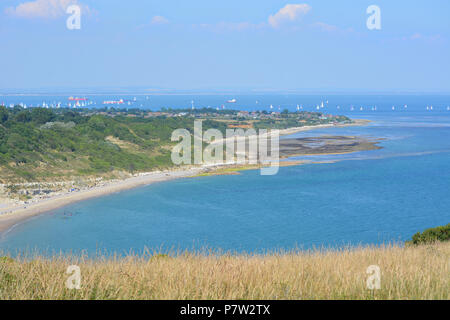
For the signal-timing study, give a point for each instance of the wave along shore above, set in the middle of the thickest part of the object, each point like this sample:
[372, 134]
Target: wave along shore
[9, 217]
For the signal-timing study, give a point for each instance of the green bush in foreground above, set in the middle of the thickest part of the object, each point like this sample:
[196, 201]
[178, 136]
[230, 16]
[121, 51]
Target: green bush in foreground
[431, 235]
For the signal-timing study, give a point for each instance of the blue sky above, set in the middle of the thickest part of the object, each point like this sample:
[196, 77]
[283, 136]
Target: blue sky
[212, 45]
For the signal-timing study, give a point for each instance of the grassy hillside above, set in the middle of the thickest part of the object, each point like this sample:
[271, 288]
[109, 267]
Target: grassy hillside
[414, 272]
[40, 144]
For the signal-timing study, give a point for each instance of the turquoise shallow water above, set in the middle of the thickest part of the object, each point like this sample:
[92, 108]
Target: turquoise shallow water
[365, 198]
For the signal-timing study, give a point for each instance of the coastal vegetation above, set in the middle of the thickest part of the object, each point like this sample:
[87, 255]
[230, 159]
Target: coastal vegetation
[39, 144]
[431, 235]
[412, 272]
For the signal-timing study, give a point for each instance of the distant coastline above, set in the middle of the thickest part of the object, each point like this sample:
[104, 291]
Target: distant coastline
[10, 217]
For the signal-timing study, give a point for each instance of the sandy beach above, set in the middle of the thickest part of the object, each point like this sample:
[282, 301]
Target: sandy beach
[13, 215]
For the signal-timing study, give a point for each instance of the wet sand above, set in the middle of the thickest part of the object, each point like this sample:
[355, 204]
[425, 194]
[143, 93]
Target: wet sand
[11, 216]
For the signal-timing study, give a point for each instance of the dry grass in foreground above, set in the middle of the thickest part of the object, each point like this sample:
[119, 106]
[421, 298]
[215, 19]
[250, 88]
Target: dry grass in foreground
[406, 273]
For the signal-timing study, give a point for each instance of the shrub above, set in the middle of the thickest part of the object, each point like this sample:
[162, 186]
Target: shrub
[438, 234]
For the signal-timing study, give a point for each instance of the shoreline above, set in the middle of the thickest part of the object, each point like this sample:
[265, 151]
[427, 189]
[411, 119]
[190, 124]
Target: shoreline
[17, 215]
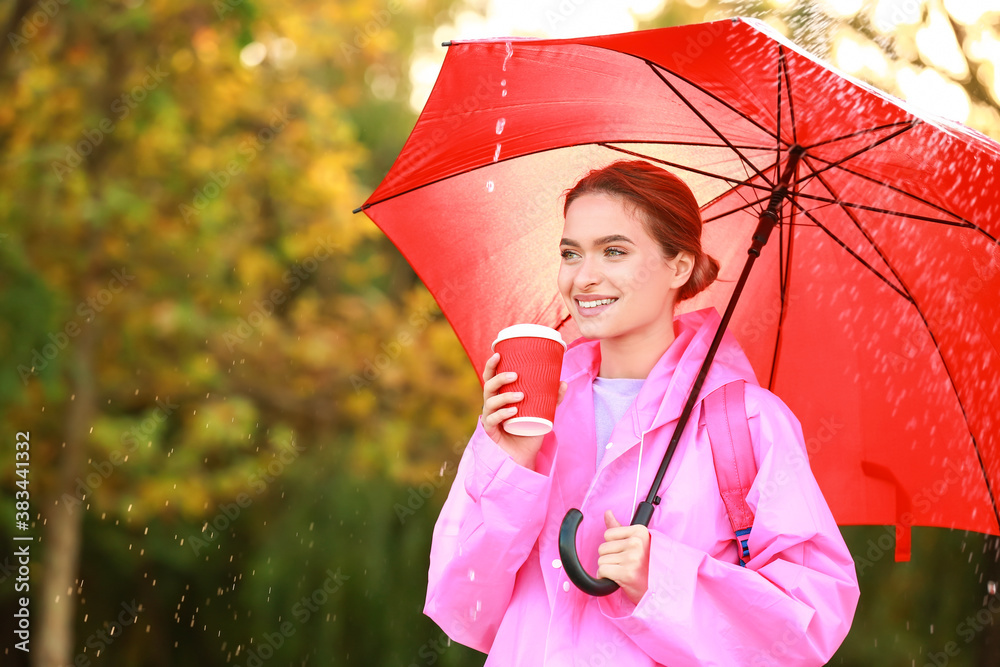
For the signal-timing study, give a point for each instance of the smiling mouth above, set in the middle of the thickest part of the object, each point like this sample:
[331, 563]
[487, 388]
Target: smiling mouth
[595, 303]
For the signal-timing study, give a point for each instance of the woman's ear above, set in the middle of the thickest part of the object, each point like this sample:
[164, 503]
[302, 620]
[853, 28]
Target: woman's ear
[683, 266]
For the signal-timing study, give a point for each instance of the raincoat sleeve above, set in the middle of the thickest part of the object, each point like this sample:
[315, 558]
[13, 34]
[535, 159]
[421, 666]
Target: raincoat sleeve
[792, 604]
[487, 528]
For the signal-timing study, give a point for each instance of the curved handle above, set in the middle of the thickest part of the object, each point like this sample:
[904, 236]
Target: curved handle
[571, 562]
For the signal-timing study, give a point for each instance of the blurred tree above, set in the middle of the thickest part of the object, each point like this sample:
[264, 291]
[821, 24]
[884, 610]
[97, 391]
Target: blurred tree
[186, 293]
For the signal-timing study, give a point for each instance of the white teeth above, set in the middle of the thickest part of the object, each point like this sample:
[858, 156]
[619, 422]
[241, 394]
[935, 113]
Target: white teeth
[595, 304]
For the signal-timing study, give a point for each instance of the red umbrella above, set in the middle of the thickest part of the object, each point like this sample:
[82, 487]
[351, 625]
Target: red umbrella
[873, 313]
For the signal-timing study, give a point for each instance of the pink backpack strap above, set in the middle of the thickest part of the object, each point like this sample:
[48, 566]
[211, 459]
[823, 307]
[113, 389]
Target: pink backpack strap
[732, 451]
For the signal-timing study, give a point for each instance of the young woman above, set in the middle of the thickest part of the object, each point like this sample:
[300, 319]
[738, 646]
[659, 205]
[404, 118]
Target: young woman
[631, 250]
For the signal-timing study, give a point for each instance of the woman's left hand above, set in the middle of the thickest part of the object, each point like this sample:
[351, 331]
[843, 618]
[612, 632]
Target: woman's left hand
[624, 557]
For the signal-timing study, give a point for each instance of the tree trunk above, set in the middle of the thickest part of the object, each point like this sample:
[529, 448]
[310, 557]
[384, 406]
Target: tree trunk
[64, 522]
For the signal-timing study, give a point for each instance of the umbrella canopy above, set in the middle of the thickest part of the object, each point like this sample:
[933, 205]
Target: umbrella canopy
[874, 310]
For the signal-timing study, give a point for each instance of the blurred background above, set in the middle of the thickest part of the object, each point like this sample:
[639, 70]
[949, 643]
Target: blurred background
[244, 410]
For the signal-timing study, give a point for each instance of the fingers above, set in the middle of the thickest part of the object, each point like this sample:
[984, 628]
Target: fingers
[491, 367]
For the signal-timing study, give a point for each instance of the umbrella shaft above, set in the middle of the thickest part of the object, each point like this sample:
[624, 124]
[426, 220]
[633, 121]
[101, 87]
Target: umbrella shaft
[766, 222]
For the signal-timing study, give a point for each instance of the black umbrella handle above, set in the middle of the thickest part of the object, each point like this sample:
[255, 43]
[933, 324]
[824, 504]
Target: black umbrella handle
[571, 561]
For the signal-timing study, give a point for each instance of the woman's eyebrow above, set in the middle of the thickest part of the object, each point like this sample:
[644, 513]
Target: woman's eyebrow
[604, 240]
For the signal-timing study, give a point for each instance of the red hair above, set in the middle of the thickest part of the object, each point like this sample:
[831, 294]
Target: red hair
[666, 207]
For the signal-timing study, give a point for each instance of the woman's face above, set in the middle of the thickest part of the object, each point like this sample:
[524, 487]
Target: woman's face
[614, 277]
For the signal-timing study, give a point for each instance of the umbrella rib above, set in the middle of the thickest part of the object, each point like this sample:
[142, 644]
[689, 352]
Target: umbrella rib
[696, 144]
[876, 209]
[788, 93]
[851, 252]
[910, 195]
[937, 347]
[701, 116]
[749, 119]
[603, 144]
[744, 207]
[856, 153]
[676, 165]
[868, 130]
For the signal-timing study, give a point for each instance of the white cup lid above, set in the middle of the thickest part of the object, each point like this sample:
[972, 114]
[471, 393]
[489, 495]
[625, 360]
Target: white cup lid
[527, 426]
[529, 331]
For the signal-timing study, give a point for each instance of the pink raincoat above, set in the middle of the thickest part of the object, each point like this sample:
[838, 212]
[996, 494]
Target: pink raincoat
[496, 582]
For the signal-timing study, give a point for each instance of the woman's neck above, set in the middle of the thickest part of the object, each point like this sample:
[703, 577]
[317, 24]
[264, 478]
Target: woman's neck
[635, 355]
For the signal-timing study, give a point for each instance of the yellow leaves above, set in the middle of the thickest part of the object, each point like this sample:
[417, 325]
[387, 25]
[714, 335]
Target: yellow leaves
[182, 60]
[206, 45]
[255, 266]
[217, 425]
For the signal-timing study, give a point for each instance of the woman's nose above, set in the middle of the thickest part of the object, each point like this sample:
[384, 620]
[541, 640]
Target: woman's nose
[588, 273]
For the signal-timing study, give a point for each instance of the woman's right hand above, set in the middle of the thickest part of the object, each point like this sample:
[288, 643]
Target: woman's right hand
[499, 406]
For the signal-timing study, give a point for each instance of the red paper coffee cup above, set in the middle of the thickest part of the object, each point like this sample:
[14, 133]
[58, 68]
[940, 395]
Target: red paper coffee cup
[535, 353]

***

Work order: Where an entry contains an image, drop the image and copy everything else word for word.

Output below:
For the signal-timing study, give a point for each instance of the wave along shore above, set in the middle of the thickest part of the object, each point like this sample:
[372, 134]
Target: wave along shore
[9, 217]
For the signal-timing study, give a point for each instance of the green bush in foreground above, set in the middle of the thickest part of the object, each point like this sample:
[196, 201]
[178, 136]
[230, 16]
[121, 51]
Target: green bush in foreground
[431, 235]
For the signal-timing study, give a point for each instance of the blue sky above, set in the middle of the thickest part of the object, each point like this sample:
[196, 77]
[283, 136]
Target: blue sky
[212, 45]
For the signal-timing study, give a point for each instance of the grassy hillside above, set in the middle of the thickest part of the object, each point like this sample:
[271, 288]
[109, 267]
Target: grassy hillside
[414, 272]
[40, 144]
For the signal-timing study, give a point for each instance of the turquoise shallow water above, set in the middle of the thickest part of the object, each point like this sample:
[92, 108]
Target: turquoise shallow water
[365, 198]
For the signal-timing study, give a point for each instance of the coastal vegetation above, set in the middle of the thickest part of the object, each point like this sample:
[87, 255]
[230, 159]
Target: coastal vegetation
[39, 144]
[431, 235]
[412, 272]
For the signal-timing study, give a point for each instance of the distant coastline above, set in the middle of the thickest part of the object, each point like this sample:
[104, 291]
Target: distant coastline
[10, 217]
For the signal-timing study, give a point for each instance of the sandy beach above, set in the middle of the thickest part of the object, each point like this sample:
[282, 301]
Target: sandy beach
[13, 215]
For the signal-timing study, give a point for each instance of the wet sand above, set in the middle of the thickest part of the object, each point like this sample:
[355, 204]
[425, 194]
[143, 93]
Target: wet sand
[11, 216]
For the signal-timing study, give a point for each instance of the dry grass in foreground above, set in the middle of the thickest part of the object, each point like this sample:
[119, 106]
[421, 298]
[215, 19]
[250, 88]
Target: dry grass in foreground
[406, 273]
For the signal-timing study, give a point for each instance of the shrub above, set in the middle of the thickest part of the object, each point like this sample:
[162, 186]
Target: shrub
[438, 234]
For the signal-timing study, give a point for each instance of the shoreline above, set in the middle of the thickest part of the object, each point like this sample:
[265, 151]
[427, 189]
[411, 119]
[190, 124]
Target: shoreline
[17, 215]
For the signal-timing study, give a point for each instance of the smiling mouth above, set in the middle of the thickest part of the object, each point like this sample:
[331, 563]
[487, 388]
Target: smiling mouth
[595, 303]
For the signal-timing study, give a point for each instance of the woman's ear above, set in the middle of the thickest part of the object, each point like this sample:
[164, 503]
[302, 620]
[853, 28]
Target: woman's ear
[683, 266]
For the signal-timing study, give a point for each instance of the raincoat sleeve above, set in the middle of the thickest part of the object, each point like this sample:
[315, 558]
[13, 34]
[535, 159]
[421, 666]
Target: raincoat sleeve
[792, 604]
[487, 528]
For the signal-timing study, give a point for each instance of the curved handle above, set in the middle of the thickest part of the object, each point like this sample:
[904, 236]
Target: curved handle
[571, 562]
For the signal-timing study, give a point for each instance of the blurred tree above, set in the middle of the thickest part of the object, each point like this sample:
[264, 291]
[821, 24]
[884, 610]
[97, 391]
Target: blurred tree
[186, 293]
For the signal-timing study, give a point for each instance of the white teeth above, set in the middle of the thickest part of the object, each point like this sample:
[858, 156]
[619, 422]
[241, 394]
[935, 113]
Target: white teeth
[595, 304]
For the signal-timing study, give a point for each instance of the red umbrella above, set in the middle of the thickest part of the object, each point like this sample:
[82, 487]
[351, 625]
Target: red umbrella
[873, 313]
For the signal-timing study, give a point for each instance of the pink backpack strap above, set in the middle of the thickest part of the object, each point like this sample:
[48, 566]
[211, 459]
[823, 307]
[113, 389]
Target: pink backpack strap
[732, 451]
For the signal-timing study, give a point for each instance of the young woman above, set in the middle of the thickest part of the object, each point like this sample:
[300, 319]
[738, 646]
[659, 205]
[404, 118]
Target: young woman
[631, 250]
For the signal-timing study, give a point for each instance of the woman's left hand above, set in the middle of the thickest part of the object, each point like this sample:
[351, 331]
[843, 618]
[612, 632]
Target: woman's left hand
[624, 557]
For the signal-timing study, give a point for each instance of the tree trunk above, set in the middle of the thickest part of the object, each point like this sample:
[529, 448]
[310, 557]
[384, 406]
Target: tree trunk
[64, 522]
For the signal-timing study, give a point for each instance of the umbrella canopy above, set in the middle of the thickest part of the object, each point like this sample:
[933, 205]
Target: umbrella canopy
[874, 310]
For the signal-timing study, give a point for each instance of the blurred background above, set in the middle of the thickest part of the object, each point like this sample:
[639, 70]
[949, 643]
Target: blurred background
[244, 410]
For the signal-timing study, give a point for each instance of the fingers above, set in the middle of the thickest part of the object, each point like this sample:
[984, 628]
Target: fingers
[491, 367]
For the signal-timing study, give a point for each instance of the umbrella shaft above, set in the middle of the thickest part of the object, each point like this sample:
[624, 124]
[426, 220]
[633, 121]
[101, 87]
Target: umbrella shaft
[766, 222]
For the signal-timing study, give a point for each instance of the black umbrella handle above, set in the middle of the thickest part of the object, each point like this sample:
[255, 43]
[933, 324]
[824, 504]
Target: black umbrella handle
[571, 561]
For the signal-timing study, give a point for each instance of the woman's eyebrow above, set in the middle of the thickest part of the object, each point like this sample:
[644, 513]
Target: woman's eyebrow
[604, 240]
For the signal-timing study, give a point for each instance of the red hair above, set in the middle of the thickest part of the object, each point like this sample:
[831, 294]
Target: red hair
[666, 207]
For the signal-timing study, give a point for each instance of the woman's face above, set in the middle of the thickest part of the object, each point like this sample:
[524, 487]
Target: woman's face
[614, 277]
For the signal-timing study, give a point for each instance of the umbrella rib above, set in the middle of the thickest part of the object, each point like this sample:
[142, 644]
[689, 352]
Target: umbrella rib
[696, 144]
[876, 209]
[788, 93]
[851, 252]
[910, 195]
[937, 347]
[701, 116]
[749, 119]
[603, 144]
[744, 207]
[856, 153]
[676, 165]
[868, 130]
For the signal-timing study, give a point for each instance of the white cup lid above, set in the middle of the thickest part of the object, each point like this sample:
[972, 114]
[471, 393]
[489, 495]
[625, 360]
Target: white cup lid
[527, 426]
[529, 331]
For the signal-timing study, give a point for each instance of the pink raincoat above, set in the middle of the thickest part of the object, each point like this sample:
[838, 212]
[996, 494]
Target: pink raincoat
[496, 582]
For the signal-timing study, give a point for each instance of the woman's neck above, set in the middle of the thickest part of the object, each point like this sample:
[703, 577]
[317, 24]
[264, 478]
Target: woman's neck
[635, 355]
For the signal-timing study, give a point for each instance of the yellow leaves above, set in the middle of the thickest part of the object, each point like this sample:
[417, 325]
[387, 25]
[714, 335]
Target: yellow leaves
[182, 60]
[206, 45]
[255, 266]
[217, 425]
For the signal-timing study, give a point for each instance of the woman's nose above, set in the middle of the thickest part of the object, each point like this sample:
[384, 620]
[541, 640]
Target: woman's nose
[588, 273]
For the signal-timing study, give a point for each instance of the woman's right hand above, set in the middle of the thickest part of the object, each point like this sample:
[288, 643]
Target: woman's right hand
[499, 406]
For the signal-timing study, give a point for each instance of the red paper coffee cup above, set in the middle of the thickest part of the object, each point like this sample:
[14, 133]
[58, 68]
[940, 395]
Target: red paper coffee cup
[535, 353]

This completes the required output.